Entries:

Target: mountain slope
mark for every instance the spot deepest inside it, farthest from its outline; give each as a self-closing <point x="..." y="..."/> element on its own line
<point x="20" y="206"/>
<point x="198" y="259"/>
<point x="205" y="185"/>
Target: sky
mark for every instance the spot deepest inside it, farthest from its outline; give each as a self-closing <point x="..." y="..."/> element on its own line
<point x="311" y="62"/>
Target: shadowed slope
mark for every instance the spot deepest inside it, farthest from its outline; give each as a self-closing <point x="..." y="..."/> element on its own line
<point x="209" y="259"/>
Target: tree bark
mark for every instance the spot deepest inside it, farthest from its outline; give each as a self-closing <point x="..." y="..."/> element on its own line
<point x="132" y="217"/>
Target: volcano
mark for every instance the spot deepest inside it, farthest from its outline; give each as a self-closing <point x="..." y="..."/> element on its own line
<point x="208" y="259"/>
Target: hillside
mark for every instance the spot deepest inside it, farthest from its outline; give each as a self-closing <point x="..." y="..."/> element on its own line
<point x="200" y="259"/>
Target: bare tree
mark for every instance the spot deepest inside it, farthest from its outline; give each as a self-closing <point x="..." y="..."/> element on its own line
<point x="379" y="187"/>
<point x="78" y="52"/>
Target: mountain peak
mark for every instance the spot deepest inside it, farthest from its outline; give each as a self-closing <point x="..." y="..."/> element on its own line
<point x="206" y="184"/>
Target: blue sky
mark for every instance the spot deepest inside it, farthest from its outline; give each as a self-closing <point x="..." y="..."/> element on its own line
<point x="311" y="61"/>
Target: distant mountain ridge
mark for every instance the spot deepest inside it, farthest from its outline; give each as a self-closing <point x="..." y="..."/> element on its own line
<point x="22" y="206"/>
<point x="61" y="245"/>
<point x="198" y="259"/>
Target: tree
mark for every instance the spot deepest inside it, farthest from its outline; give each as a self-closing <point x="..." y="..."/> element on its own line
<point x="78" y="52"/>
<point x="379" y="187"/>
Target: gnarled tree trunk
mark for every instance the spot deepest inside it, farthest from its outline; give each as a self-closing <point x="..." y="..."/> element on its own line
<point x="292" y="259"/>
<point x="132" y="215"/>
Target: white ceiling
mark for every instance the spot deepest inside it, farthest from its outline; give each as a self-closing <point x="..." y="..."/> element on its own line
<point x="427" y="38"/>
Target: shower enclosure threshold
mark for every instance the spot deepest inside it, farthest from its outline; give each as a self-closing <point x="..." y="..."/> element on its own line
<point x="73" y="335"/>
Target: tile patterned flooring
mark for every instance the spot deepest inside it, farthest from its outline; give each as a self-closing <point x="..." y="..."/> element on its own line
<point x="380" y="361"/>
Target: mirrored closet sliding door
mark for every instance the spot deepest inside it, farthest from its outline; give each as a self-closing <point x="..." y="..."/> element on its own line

What you should do: Reproduce the final stretch of the data above: every line from the one holding "Target: white ceiling" through the end, inclusive, exactly as written and nothing else.

Exercise response:
Target: white ceiling
mark for every instance the spot deepest inside it, farthest from its outline; give each as a self-closing <point x="..." y="..."/> element on its own line
<point x="427" y="38"/>
Target: shower enclosure threshold
mark for every instance the spot deepest inside it, farthest from its outline; give each as a self-closing <point x="..." y="..."/> element on its own line
<point x="73" y="335"/>
Target: tile patterned flooring
mark for every instance the spot deepest inside it, farthest from its outline; give each as a self-closing <point x="..." y="..."/> element on its own line
<point x="380" y="361"/>
Target: mirrored closet sliding door
mark for every instance the spot deepest inside it, farthest from its outline; give each as a self-closing <point x="..." y="..."/> element on its own line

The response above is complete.